** AUSGEWÄHLTER TEXTAUSZUG **
──────────────────────────────
Roland ist heute vor allem verbindendes Glied der Orte, in denen er steht oder stand. Er wird mehr und mehr das Symbol für Zusammenarbeit und Zusammenhalt untereinander und ist heutzutage zusätzlich eine Touristenattraktion.
Roland hat aber noch andere Ausformungen: Er ist Zielfigur bei Reiterspielen, er sammelte als Nagelfigur im Ersten Weltkrieg Spenden für die Kriegshinterbliebenen, er ist vor allem Werbeträger, sei es für Versicherungen, Apotheken, Gastwirtschaften, Genußmittel, Schiffe, Eisenbahnen.
Roland hat auch die Bühne erobert und ist unsterblich geworden in den Werken der großen Barockkomponisten Händel und Haydn.
(Munzel-Everling, Dietlinde - Rolande. Die europäischen Rolanddarstellungen und Rolandfiguren, 2005, S.166-167)



 ältere Deutungsversuche 

   [...] In Erlenbach am Main und in Neustadt im Odenwald finden wir noch heute solche Marktkreuze. Da mit der Zeit der Handschuh zerfiel, schnitt man aus Blech eine Hand oder einen Handschuh aus und befestigte diese am Kreuz, auch so, daß die Hand nicht nach abwärts hing, sondern gewissermaßen aus dem einen Kreuzarm herauswuchs. Diese Art der Darstellung zeigt das Wappen von Stadtlauingen bei Kissingen. Dieser Ort war 1484 von Rudolf von Scherenberg, dem Bischof von Würzburg, mit dem Stadtrecht begabt worden. Vordem hieß er Niederlauringen. Von dieser Form der Darstellung des Marktkreuzes ist es nur ein kleiner Schritt zu einem figürlichen Denkmal: Anstelle des oberen Kreuzkopfes denken wir uns ein Bild des menschlichen Kopfes und auch an dem andern Kreuzbalken noch eine Hand, die das Schwert hält, und fertig ist - der Roland. Die Rolandsfiguren in den norddeutschen Städten sind also im Grunde nichts anderes wie vermenschlichte Marktkreuze. [...]
(Funk, Wilhelm - Von Flurdenkmälern im allgemeinen und den Flurdenkmälern um Neustadt a.d. Aisch im besonderen, 1940, S.12)
──────────────────────────────
** VORLIEGENDE ANGABEN **
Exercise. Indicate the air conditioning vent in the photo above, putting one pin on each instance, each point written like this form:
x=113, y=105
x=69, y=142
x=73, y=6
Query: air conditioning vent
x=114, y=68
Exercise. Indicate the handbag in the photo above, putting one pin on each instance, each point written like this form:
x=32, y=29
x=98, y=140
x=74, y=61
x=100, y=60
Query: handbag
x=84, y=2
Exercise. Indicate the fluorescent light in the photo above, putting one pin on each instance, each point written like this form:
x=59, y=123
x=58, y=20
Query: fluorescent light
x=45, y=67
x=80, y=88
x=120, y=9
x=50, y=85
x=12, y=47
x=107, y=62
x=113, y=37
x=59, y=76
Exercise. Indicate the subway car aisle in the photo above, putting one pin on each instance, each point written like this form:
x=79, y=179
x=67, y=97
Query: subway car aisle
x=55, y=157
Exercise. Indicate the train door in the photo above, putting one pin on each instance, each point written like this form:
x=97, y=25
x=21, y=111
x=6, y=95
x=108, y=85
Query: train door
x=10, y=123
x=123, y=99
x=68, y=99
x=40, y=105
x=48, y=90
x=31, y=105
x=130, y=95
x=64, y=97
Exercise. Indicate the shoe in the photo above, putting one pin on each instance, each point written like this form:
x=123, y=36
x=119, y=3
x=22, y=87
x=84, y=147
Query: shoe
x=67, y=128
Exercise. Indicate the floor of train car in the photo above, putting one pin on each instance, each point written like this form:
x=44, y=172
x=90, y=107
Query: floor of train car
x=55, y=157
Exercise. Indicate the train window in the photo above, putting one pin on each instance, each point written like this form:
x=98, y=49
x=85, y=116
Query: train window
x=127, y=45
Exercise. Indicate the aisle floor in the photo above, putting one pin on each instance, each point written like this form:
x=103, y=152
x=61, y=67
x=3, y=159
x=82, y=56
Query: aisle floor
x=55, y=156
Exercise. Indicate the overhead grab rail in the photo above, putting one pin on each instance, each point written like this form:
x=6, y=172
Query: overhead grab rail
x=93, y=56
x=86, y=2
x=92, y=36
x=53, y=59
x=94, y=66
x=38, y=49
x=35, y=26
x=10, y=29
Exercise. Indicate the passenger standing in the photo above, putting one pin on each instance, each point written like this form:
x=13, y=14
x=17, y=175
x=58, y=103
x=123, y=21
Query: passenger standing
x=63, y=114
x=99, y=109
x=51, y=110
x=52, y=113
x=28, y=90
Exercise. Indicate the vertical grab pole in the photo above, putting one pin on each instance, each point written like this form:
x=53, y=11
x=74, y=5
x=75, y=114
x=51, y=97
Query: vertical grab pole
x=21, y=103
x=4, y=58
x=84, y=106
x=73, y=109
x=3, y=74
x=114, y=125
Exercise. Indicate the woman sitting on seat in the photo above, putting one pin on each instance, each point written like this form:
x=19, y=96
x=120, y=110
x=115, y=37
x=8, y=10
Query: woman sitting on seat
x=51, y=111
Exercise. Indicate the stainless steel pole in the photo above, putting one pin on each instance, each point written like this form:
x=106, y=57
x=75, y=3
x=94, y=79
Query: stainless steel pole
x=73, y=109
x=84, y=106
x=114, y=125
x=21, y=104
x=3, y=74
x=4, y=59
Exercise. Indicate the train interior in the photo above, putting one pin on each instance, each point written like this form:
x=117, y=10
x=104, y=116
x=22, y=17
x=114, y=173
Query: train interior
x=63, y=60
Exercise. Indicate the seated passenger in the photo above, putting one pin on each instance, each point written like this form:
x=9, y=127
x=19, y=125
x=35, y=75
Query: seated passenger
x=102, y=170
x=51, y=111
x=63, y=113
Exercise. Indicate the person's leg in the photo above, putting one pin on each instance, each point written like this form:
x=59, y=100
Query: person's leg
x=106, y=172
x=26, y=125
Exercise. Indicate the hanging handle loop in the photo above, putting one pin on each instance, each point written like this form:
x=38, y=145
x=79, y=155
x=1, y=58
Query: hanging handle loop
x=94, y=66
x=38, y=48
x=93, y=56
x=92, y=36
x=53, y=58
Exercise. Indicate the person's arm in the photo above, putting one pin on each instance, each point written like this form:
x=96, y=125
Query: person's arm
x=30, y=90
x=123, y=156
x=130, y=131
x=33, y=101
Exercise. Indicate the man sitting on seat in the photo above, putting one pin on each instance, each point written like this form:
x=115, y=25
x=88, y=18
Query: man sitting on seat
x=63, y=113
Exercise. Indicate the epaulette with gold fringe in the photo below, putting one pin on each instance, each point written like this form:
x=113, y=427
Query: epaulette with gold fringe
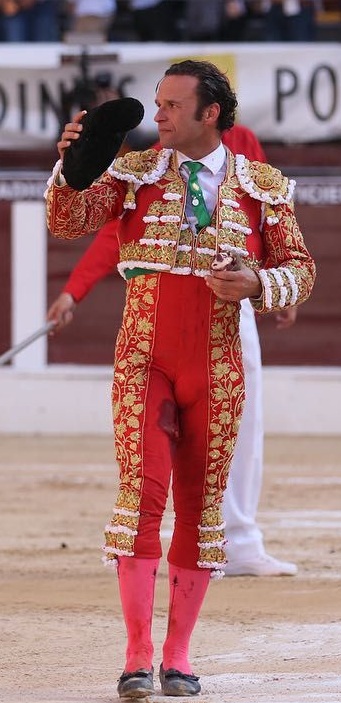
x=141, y=166
x=264, y=182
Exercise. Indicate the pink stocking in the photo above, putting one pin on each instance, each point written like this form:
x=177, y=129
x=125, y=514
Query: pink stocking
x=187, y=589
x=137, y=584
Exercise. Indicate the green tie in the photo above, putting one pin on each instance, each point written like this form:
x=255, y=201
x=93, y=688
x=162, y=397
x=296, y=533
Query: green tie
x=197, y=198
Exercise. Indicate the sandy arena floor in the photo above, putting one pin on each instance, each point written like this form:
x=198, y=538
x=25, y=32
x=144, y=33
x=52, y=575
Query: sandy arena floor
x=264, y=640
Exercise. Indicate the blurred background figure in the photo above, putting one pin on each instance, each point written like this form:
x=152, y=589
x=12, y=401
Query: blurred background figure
x=203, y=20
x=156, y=20
x=89, y=17
x=290, y=20
x=29, y=20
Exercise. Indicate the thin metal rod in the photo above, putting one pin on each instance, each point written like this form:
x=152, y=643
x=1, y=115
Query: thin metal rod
x=45, y=329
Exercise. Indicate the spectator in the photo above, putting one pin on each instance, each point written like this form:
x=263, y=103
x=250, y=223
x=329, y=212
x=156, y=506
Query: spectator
x=155, y=20
x=289, y=20
x=29, y=20
x=91, y=17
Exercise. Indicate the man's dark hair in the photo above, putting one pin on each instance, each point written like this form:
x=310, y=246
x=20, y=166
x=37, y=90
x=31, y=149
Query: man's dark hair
x=213, y=87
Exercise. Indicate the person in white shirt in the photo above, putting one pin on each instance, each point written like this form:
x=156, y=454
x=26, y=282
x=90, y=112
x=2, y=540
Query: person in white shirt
x=178, y=387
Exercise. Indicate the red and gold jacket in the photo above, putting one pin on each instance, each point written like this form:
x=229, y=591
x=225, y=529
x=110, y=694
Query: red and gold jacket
x=254, y=217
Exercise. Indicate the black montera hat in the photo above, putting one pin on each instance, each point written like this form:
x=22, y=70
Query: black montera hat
x=104, y=129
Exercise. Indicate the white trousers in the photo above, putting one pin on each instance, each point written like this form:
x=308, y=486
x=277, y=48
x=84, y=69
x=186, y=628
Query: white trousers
x=242, y=494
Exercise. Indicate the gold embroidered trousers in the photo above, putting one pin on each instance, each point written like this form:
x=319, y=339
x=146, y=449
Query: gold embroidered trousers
x=177, y=400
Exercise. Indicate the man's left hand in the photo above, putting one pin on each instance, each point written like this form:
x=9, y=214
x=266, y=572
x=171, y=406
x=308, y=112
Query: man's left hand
x=235, y=285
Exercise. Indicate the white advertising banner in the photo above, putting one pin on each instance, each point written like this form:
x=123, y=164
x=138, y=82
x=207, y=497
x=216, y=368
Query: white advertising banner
x=286, y=93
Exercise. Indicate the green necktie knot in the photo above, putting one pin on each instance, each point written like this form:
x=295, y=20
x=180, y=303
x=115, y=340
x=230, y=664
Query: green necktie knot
x=197, y=198
x=193, y=167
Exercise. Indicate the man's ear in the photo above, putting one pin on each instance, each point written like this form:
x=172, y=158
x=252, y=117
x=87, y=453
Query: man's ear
x=212, y=112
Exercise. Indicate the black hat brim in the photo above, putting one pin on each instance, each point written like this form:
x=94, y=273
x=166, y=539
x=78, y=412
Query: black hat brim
x=104, y=130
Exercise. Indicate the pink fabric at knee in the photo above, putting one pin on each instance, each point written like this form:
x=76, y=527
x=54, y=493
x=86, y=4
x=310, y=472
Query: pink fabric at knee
x=186, y=595
x=137, y=585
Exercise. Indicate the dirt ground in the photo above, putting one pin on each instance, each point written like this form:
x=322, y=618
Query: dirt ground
x=264, y=640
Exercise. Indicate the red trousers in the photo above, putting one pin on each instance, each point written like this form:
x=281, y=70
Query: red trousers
x=177, y=400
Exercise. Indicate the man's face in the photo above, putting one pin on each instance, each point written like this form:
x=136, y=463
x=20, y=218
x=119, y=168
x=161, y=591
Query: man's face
x=177, y=104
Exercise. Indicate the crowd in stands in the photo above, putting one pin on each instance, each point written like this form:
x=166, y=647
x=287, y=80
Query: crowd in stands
x=170, y=20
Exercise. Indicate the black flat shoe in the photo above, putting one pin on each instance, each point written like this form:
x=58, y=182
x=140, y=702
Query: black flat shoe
x=175, y=683
x=136, y=684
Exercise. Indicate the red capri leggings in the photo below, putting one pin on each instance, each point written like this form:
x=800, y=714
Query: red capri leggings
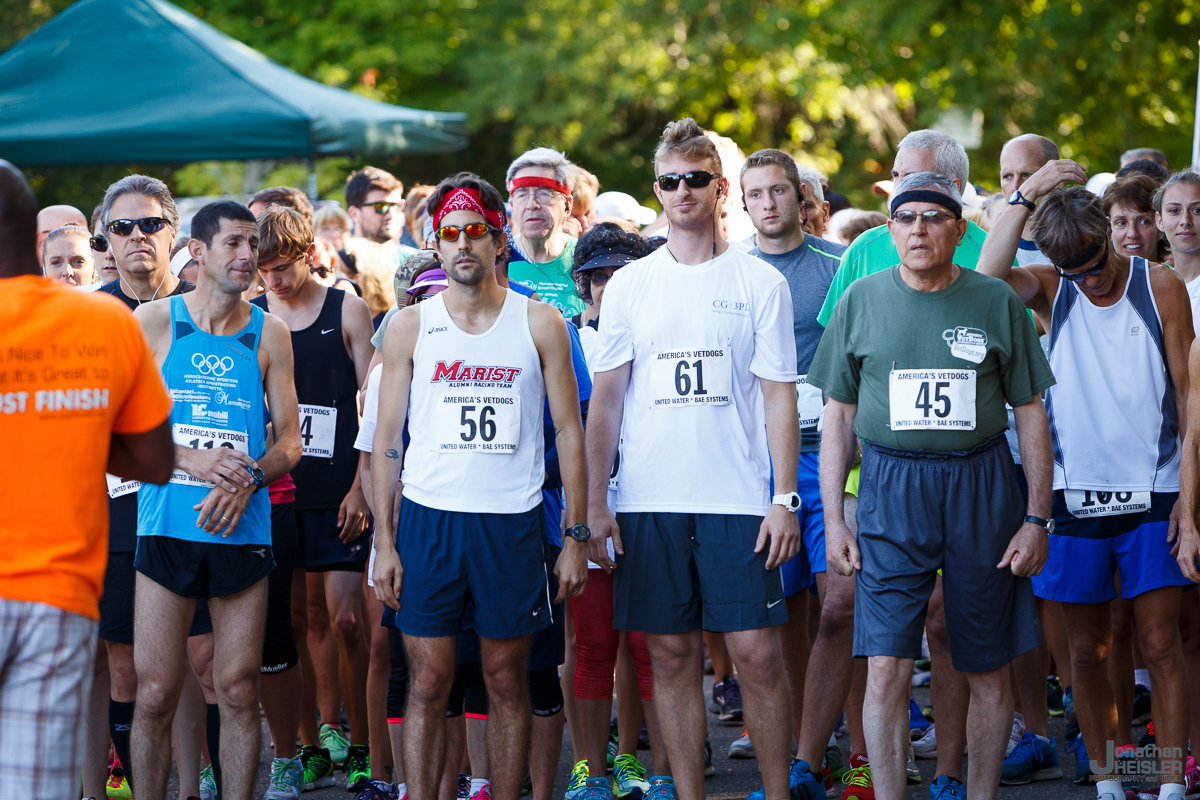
──────────────────────────────
Setzen Sie den Textauszug über die Rolandfiguren im Anschluss an seinen letzten Satz fort.

[...] Heute noch wird in westfälischen Städten, wie in Münster, zum Zeichen des Marktfriedens der Schwertarm am Rathause ausgestreckt; die Rolande der niedersächsischen Städte, die Kennzeichen der Gerichtsstätte, halten das Schwert vor sich, nicht im Kampfe geschwungen, sondern als das alte Sinnbild des Schwertgottes, der zugleich der Gott des Gerichts war. [...]
(Jung, Erich - Germanische Götter und Helden in christlicher Zeit, München und Berlin 1939, S.497)

[...] Die Erklärung des Runland als rothes Land wird auch durch die letztere Annahme in keiner Weise erschüttert.
   Ruland, als rothes Land aufgefasst, ist genau dasselbe wie "rothe Erde", wodurch, wie allgemein bekannt, nach der westphälischen Vehmgerichts-Sprache der Platz bezeichnet wurde, auf welchem die Hegung des Blutgerichtes Statt fand. Ein Rulandsbild, eine Rulands-Säule, columna Rulandi, ist daher eine Rothlands-Säule, und dafür auch von dem Verfasser des Aufsatzes über den Ruland zu Halle in der Leipziger Illustrirten Zeitung, Jahrgang 1858 Nr.761, sehr richtig erkannt worden.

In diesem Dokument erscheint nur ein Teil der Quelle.